The task: Print the entire listing below line for line, leaving out the pictures.

Data supplied:
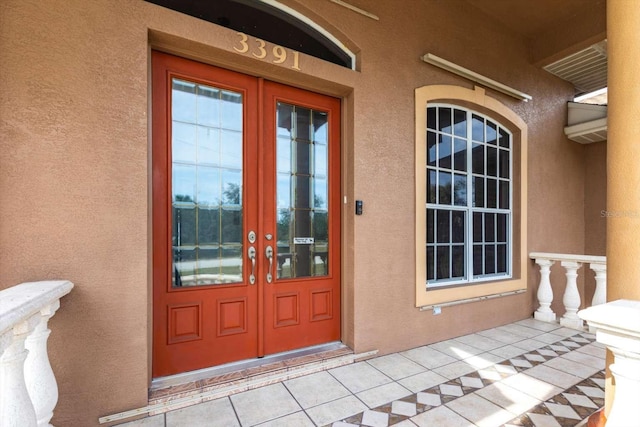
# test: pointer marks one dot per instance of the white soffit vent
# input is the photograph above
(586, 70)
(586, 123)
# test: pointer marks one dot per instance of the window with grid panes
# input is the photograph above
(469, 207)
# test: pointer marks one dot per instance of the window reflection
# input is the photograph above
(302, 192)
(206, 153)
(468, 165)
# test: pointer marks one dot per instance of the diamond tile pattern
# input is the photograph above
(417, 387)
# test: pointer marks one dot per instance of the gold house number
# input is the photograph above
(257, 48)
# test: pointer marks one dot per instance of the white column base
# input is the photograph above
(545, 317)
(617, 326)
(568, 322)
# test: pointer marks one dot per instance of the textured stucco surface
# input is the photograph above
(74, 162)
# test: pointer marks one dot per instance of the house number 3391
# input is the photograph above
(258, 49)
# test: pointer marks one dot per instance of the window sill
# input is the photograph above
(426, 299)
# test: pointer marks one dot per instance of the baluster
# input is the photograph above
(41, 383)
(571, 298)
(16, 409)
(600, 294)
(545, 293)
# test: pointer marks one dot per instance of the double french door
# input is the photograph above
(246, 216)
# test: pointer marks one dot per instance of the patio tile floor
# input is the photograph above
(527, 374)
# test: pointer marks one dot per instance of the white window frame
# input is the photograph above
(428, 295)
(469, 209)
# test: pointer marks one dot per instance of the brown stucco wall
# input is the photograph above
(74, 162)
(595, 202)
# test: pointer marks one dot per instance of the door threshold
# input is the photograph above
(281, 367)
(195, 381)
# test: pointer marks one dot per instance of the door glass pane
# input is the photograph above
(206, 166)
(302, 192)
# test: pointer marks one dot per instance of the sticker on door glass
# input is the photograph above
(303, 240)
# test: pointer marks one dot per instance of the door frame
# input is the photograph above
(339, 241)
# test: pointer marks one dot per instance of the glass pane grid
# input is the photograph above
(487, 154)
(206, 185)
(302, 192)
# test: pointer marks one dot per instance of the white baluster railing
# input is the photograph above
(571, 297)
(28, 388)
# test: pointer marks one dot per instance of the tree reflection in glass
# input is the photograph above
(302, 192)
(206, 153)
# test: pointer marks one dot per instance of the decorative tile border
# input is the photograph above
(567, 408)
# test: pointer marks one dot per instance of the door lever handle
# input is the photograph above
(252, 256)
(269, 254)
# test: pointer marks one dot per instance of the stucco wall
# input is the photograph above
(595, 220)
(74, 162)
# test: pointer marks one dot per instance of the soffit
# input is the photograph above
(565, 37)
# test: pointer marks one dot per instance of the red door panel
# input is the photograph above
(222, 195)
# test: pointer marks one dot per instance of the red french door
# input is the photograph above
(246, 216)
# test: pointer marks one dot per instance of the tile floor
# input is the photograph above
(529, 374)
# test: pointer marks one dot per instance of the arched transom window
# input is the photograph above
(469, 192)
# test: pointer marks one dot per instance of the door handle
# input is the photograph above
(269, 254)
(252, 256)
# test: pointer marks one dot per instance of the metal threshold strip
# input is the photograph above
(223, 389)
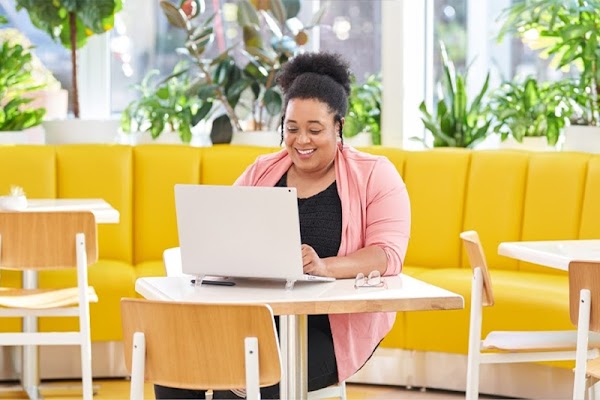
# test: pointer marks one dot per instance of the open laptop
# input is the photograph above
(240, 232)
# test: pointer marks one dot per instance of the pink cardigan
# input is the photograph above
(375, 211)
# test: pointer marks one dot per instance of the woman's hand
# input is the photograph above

Answer for this exercise:
# test: pointer marks one dot per instance of the white soffit vent
# input is the photograph above
(586, 70)
(586, 123)
# test: pointer marks one dot per instance of the window with grid panes
# input is the photograph above
(469, 207)
# test: pointer marks one dot per instance of the window reflection
# input is the photograph above
(302, 192)
(206, 153)
(468, 165)
# test: pointer marks one dot per instance of the diamond tile pattern
# input is the photograph above
(417, 387)
# test: pointer marks one dot per instance of the gold house number
# input is the photograph above
(257, 48)
# test: pointer marks one dot per instance of the white column base
# input is the photograph above
(545, 317)
(617, 326)
(568, 322)
# test: pointer marks one dot per instance of the textured stucco surface
# input is the photograph above
(74, 162)
# test: pointer marks one dot per instance of the house number 3391
# input is the photograph above
(258, 49)
# test: pointer marks one dot per instance of the window sill
# input is the photograph above
(426, 299)
# test: pointer marks one dot per instance of the baluster
# input is the photograph above
(41, 383)
(571, 298)
(16, 409)
(600, 294)
(545, 293)
# test: pointer marks one dot per instance of the double french door
# input is the photograph above
(246, 216)
# test: pointer marks one dot per instance of the patio tile floor
# input is the photograph above
(527, 374)
# test: pointer marks one dot per instance of the white window frame
# input is the photograph above
(428, 295)
(469, 209)
# test: pointer marks one dot per instance of the brown stucco wall
# input is the photograph above
(74, 162)
(595, 202)
# test: pointer marks one dot per instance of the door threshold
# input is the photograph above
(281, 367)
(195, 381)
# test: pointer marks one dot per instance of the door glass pane
# input is the photograph above
(206, 166)
(302, 192)
# test: pointer marks one dot per instance of the sticker on door glass
# input is the photograph above
(303, 240)
# test: pointer marks one dot per instance of the door frame
# input is the photograph above
(339, 241)
# test: pointer marks one dot per instance of the glass pane grid
# input is the photograph above
(487, 154)
(206, 185)
(302, 192)
# test: pointer marks one dot per instance of the white baluster railing
# input is the photograph above
(571, 297)
(28, 388)
# test: pointer marks one dot per instance of the tree reflection in glass
# input is the photograph above
(302, 192)
(206, 153)
# test: pointer marks one dot per instance of the decorative tile border
# input is the photograph above
(567, 408)
# test: pointer marks one dot per instance of the door lever handle
# input is the photograph above
(252, 256)
(269, 254)
# test: pointer marks one dot per instance of the stucco wall
# input is the photograph above
(595, 220)
(74, 162)
# test: pointer marks one dot per instance of the soffit
# input is the photograph above
(565, 37)
# test: pointer marks one dot per instance of the red door panel
# input is the photograph above
(222, 195)
# test: pointer marks one dot per instance of the red french door
# input is the photograph above
(246, 216)
# test: pointer marks one dot per instance of the tile floor
# input is the photograph above
(529, 374)
# test: pointer marks one dot per instance of the arched transom window
# input is the photograph above
(469, 192)
# test: pointer marks one dot per instance of the door handle
# input is the photograph above
(269, 254)
(252, 256)
# test: pointer marks one dot per instance of the metal threshold strip
# input is the photograph above
(223, 389)
# test: pointer marks one dot per instance of the open laptop
# input is the photograph above
(240, 232)
# test: pointer marks one dot per instance of the pink cardigan
# input is the photograph above
(375, 211)
# test: pointer marks one dot per instance of the woman's hand
# input is the photograph above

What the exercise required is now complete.